■ **DESCRIPTION OF THE TASK**
Resume the NYC subway surfing forum thread from its last shown line, continuing the FastTrax post that quotes hawkdon.

====== TEXT SHOWN

# NYC Subway Surfing



## FastTrax (Jun 12, 2022)

www.nypost.com/2022/06/12/brooklyn-subway-surfers-stunt-caught-on-camera


----------



## feywon (Jun 12, 2022)

When CSI: NY was on it had episode that dealt with this, so it's been going on a while.


----------



## JaniceM (Jun 12, 2022)

Is that a new version of what Michael J. Fox did in Teen Wolf movie?


----------



## FastTrax (Jun 12, 2022)

Most of these Darwin Award applicants wind up getting crushed between the top of the subway car and the ceiling of the tunnel entrances.


----------



## hawkdon (Jun 12, 2022)

Stupid is as stupid does.........
oh wait, would they qualify for the neuter program...ya' know???


----------



## FastTrax (Jun 12, 2022)

hawkdon said:


> Stupid is as stupid does.........

============
====== SUPPLIED INFORMATION

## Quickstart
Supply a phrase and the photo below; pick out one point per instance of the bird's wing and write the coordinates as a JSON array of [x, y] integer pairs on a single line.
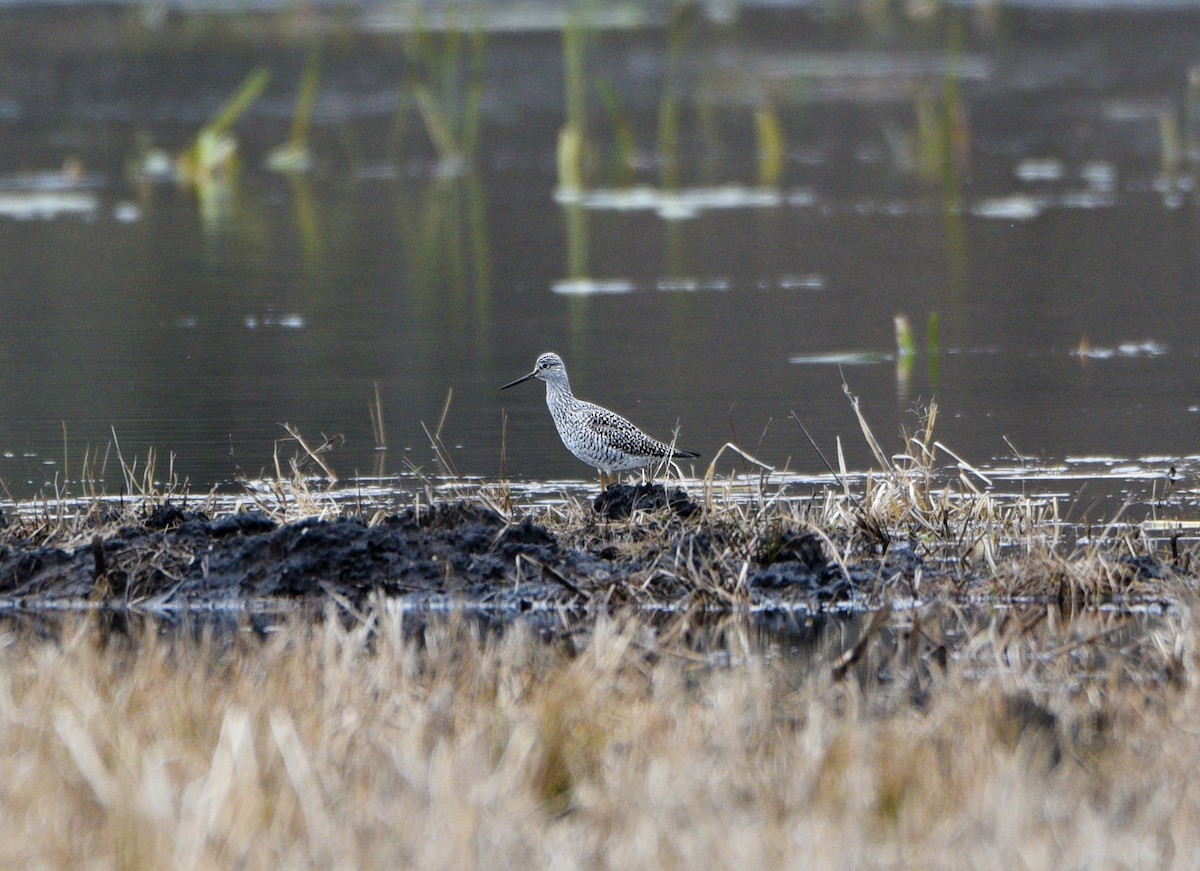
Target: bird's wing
[[616, 430]]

============

■ **ANSWER TO THIS EXERCISE**
> oh wait, would they qualify for the neuter program...ya' know???



Humanity could only wish.


----------



## hawkdon (Jun 12, 2022)

FlaSkyEye said:


> Most of these Darwin Award applicants wind up getting crushed between the top of the subway car and the ceiling of the tunnel entrances.


Bet that's the only time the car tops get washed off....


----------



## RadishRose (Jun 12, 2022)

Fascinating, but nothing new. This vid is pretty good..


----------



## DanielHarris (Jun 18, 2022)

these aren't subway surfers, what's wrong with them.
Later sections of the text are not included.